[DATA EXTRACT — start]

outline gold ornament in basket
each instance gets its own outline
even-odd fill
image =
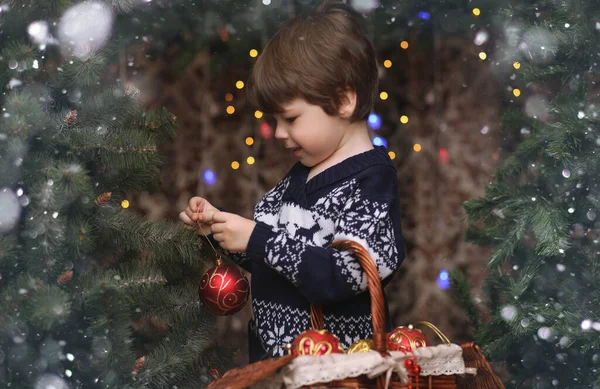
[[[428,322],[418,324],[431,328],[444,344],[429,346],[412,326],[386,334],[375,262],[351,240],[329,247],[352,251],[367,275],[373,338],[355,342],[344,352],[337,338],[323,330],[320,307],[311,306],[312,329],[296,337],[288,355],[232,369],[207,389],[504,389],[474,342],[452,344]]]

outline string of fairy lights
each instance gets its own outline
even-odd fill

[DATA EXTRACT — finish]

- _EXERCISE DETAILS_
Write the records above out again word for word, skipping each picture.

- _SOLUTION FOR THIS TASK_
outline gold ornament in basket
each instance gets its own outline
even-odd fill
image =
[[[428,322],[418,324],[431,328],[444,344],[429,346],[412,326],[386,334],[375,262],[351,240],[329,247],[352,251],[367,275],[373,338],[355,342],[344,352],[337,338],[323,330],[320,307],[311,306],[312,329],[296,337],[288,355],[232,369],[207,389],[504,389],[474,342],[452,344]]]

outline string of fairy lights
each instance gets its own outline
even-odd fill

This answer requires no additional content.